┏━━
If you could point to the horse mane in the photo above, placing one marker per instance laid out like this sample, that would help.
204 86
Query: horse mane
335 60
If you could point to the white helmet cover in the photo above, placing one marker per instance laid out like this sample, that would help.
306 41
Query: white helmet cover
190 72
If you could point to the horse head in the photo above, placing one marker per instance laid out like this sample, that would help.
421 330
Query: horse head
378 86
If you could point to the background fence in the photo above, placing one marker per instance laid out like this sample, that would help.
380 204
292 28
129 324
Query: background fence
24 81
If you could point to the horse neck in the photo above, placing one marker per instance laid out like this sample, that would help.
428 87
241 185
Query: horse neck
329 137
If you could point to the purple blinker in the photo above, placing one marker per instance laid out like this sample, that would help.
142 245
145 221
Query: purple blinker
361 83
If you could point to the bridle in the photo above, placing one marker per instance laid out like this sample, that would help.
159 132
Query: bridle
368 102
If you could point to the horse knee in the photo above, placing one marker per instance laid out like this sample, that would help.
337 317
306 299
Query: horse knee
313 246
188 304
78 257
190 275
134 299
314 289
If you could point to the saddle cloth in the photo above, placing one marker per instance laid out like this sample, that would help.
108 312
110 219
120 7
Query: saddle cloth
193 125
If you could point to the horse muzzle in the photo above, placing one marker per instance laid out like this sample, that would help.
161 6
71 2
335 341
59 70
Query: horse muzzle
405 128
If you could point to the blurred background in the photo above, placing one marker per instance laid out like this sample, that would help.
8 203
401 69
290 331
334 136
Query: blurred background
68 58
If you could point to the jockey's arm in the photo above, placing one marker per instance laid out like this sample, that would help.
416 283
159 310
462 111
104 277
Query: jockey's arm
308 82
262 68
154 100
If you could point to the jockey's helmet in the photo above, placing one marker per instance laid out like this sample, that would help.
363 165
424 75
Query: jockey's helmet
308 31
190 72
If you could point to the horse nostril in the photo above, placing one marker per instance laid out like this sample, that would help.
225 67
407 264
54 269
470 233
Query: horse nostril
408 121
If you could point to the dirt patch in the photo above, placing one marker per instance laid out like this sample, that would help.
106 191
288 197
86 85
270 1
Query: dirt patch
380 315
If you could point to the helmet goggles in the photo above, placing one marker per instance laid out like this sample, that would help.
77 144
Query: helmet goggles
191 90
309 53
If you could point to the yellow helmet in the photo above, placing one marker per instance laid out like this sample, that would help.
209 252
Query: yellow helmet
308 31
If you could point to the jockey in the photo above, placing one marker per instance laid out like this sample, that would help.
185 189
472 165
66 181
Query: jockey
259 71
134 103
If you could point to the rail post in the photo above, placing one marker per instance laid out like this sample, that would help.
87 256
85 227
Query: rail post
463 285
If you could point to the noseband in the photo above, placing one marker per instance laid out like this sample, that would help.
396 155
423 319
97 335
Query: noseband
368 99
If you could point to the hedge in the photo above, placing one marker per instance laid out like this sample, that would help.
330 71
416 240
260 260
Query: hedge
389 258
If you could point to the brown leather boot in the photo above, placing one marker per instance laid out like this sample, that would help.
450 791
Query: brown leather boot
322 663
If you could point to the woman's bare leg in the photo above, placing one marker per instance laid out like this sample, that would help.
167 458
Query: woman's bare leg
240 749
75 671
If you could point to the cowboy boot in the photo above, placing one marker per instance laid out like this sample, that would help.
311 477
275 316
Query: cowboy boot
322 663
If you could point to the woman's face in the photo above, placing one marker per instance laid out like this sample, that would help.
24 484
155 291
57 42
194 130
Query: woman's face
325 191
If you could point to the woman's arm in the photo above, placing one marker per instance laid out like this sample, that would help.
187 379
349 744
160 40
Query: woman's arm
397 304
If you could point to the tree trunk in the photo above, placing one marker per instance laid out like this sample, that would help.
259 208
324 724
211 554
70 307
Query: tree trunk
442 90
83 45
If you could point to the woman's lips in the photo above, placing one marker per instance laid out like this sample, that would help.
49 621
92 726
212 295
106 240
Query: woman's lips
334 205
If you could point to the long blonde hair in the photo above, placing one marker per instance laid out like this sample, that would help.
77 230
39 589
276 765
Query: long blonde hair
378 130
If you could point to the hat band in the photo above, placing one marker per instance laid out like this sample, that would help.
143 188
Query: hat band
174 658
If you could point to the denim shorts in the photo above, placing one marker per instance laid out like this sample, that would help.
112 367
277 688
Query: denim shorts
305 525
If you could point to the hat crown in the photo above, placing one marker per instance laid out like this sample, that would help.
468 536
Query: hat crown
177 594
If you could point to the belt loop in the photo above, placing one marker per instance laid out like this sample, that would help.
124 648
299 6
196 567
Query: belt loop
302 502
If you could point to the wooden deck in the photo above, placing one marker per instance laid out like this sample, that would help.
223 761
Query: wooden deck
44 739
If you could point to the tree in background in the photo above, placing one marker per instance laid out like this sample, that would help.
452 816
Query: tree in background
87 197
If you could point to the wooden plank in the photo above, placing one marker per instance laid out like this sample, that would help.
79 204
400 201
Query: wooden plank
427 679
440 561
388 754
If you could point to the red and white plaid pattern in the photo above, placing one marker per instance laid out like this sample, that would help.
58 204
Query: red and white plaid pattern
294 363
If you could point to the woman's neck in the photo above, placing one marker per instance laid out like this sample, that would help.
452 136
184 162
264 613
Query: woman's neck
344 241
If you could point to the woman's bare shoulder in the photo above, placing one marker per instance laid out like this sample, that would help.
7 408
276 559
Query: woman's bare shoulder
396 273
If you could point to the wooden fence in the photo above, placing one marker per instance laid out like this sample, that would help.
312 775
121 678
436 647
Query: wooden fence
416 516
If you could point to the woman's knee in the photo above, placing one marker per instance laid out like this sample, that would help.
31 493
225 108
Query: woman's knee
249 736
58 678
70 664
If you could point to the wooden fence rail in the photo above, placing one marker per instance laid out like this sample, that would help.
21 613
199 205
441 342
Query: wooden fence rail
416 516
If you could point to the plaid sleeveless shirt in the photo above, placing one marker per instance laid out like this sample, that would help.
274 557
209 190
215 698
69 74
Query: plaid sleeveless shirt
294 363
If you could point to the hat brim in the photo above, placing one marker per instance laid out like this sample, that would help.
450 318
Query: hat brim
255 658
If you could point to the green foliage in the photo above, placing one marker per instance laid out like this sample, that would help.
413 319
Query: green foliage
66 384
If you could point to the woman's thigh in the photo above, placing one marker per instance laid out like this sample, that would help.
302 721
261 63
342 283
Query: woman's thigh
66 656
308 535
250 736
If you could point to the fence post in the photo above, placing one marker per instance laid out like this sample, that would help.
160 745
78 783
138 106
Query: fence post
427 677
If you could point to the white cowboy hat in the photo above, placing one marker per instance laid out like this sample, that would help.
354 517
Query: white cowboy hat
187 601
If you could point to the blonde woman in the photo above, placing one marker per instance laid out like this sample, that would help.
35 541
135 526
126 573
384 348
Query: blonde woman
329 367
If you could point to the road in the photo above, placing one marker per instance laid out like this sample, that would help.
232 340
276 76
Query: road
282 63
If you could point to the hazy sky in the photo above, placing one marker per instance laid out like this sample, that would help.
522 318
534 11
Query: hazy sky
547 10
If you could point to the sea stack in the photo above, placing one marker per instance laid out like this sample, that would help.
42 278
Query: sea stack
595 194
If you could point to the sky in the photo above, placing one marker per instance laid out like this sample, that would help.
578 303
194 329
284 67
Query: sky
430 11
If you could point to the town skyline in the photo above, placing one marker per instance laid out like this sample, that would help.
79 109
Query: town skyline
┗━━
DIRECTIONS: A complete answer lists every line of the listing above that holds the word "skyline".

TASK RESULT:
If you could point to the town skyline in the photo above, placing one marker per instance laid out like this sample, that would help.
Query: town skyline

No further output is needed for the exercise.